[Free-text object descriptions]
== Segment start ==

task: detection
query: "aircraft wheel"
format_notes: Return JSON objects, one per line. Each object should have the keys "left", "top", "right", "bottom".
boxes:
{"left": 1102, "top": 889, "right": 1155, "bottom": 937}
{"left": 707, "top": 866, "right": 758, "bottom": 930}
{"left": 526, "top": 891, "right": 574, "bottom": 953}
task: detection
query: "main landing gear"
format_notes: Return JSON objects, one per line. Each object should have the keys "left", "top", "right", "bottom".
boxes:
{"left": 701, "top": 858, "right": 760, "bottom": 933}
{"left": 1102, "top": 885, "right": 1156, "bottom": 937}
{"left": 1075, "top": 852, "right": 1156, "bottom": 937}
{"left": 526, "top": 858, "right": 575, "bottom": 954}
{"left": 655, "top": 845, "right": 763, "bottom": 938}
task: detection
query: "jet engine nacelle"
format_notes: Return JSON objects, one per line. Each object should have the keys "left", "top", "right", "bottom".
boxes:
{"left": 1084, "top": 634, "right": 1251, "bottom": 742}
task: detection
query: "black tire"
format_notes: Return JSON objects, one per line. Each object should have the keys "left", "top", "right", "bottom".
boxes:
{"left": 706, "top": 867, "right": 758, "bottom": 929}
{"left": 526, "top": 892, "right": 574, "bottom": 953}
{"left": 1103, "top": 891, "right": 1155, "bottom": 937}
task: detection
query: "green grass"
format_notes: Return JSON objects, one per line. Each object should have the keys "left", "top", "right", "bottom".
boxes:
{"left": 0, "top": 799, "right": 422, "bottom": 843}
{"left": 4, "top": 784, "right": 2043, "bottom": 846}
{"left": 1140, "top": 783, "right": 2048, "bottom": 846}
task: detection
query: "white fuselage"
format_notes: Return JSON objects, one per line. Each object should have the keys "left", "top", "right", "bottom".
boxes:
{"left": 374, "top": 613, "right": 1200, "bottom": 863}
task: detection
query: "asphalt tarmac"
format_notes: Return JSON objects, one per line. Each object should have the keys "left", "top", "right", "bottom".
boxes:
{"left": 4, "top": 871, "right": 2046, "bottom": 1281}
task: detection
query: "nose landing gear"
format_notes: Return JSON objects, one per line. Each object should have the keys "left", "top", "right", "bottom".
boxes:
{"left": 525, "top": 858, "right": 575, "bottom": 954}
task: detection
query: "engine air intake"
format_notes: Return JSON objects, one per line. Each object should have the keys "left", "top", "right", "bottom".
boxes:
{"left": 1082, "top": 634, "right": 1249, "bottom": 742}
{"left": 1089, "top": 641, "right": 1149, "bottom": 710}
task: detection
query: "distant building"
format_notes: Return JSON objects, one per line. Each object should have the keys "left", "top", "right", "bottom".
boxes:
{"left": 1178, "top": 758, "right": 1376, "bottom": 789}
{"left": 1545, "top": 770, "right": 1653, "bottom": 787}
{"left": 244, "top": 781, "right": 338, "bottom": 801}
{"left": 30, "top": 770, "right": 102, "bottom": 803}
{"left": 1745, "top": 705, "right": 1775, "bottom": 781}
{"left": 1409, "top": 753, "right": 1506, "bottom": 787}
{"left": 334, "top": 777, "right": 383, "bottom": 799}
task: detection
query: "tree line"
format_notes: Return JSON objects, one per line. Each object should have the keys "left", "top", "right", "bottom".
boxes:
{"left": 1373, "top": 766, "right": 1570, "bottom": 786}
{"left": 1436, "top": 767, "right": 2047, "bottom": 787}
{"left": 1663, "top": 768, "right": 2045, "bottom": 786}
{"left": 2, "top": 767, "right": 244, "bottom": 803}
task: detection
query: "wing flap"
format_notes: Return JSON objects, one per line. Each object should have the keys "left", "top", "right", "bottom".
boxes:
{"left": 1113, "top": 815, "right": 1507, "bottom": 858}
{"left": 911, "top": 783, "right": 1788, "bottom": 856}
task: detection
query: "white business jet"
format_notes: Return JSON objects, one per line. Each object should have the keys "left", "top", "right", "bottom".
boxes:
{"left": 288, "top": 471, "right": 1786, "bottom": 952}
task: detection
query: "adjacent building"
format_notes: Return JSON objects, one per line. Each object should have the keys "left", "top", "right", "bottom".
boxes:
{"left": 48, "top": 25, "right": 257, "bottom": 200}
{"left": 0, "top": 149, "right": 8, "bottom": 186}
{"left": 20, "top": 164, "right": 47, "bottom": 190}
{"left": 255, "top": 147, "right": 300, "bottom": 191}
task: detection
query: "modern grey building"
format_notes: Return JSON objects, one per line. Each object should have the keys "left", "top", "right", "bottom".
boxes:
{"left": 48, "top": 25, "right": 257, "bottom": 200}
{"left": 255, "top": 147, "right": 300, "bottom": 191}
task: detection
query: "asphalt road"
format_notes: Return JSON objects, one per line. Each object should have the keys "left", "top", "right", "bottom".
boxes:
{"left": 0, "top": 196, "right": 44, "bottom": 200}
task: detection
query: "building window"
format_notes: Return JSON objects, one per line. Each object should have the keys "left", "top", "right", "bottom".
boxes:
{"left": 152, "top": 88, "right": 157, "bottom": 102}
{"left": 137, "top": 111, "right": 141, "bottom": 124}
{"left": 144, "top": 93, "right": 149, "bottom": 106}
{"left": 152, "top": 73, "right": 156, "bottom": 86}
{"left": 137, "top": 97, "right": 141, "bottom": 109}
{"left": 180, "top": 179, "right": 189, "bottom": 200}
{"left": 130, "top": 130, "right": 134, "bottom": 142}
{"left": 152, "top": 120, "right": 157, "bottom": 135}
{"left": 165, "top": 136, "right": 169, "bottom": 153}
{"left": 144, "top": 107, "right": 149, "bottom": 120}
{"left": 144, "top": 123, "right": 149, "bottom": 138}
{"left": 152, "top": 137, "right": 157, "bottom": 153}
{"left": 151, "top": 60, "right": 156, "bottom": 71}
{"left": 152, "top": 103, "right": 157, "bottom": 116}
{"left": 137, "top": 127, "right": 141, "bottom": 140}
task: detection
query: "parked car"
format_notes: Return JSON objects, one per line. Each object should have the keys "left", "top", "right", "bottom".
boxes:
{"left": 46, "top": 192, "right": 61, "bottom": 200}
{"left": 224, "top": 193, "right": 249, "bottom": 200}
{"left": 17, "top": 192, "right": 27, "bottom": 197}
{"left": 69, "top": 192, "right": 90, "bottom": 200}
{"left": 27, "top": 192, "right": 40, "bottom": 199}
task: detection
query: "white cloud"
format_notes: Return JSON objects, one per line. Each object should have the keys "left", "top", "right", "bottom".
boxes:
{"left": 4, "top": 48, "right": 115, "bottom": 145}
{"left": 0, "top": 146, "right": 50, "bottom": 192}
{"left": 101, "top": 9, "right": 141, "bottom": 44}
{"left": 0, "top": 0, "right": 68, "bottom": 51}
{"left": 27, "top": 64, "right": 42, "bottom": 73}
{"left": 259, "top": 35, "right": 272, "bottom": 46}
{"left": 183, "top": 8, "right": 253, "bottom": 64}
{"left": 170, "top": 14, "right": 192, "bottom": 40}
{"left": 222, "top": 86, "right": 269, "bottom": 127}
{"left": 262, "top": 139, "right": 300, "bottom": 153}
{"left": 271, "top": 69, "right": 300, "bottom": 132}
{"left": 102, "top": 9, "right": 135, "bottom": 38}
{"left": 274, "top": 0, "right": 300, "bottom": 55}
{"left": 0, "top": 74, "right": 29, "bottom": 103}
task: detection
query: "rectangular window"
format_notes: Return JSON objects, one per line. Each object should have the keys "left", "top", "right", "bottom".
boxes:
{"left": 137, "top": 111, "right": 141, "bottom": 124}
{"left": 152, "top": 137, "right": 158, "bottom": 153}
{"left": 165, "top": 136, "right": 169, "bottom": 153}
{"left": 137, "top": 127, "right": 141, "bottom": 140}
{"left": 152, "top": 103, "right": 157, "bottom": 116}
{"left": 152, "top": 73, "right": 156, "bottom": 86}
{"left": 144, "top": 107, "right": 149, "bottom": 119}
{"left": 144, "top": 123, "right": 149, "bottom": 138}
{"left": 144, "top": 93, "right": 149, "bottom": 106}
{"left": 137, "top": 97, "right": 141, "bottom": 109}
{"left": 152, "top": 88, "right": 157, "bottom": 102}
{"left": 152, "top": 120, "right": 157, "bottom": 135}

== Segment end ==

> **WHAT YOU NEED TO DO**:
Give the number of lines above in which the word "gear" occurs, with nothing else.

> **THE COMPLETED TASK**:
2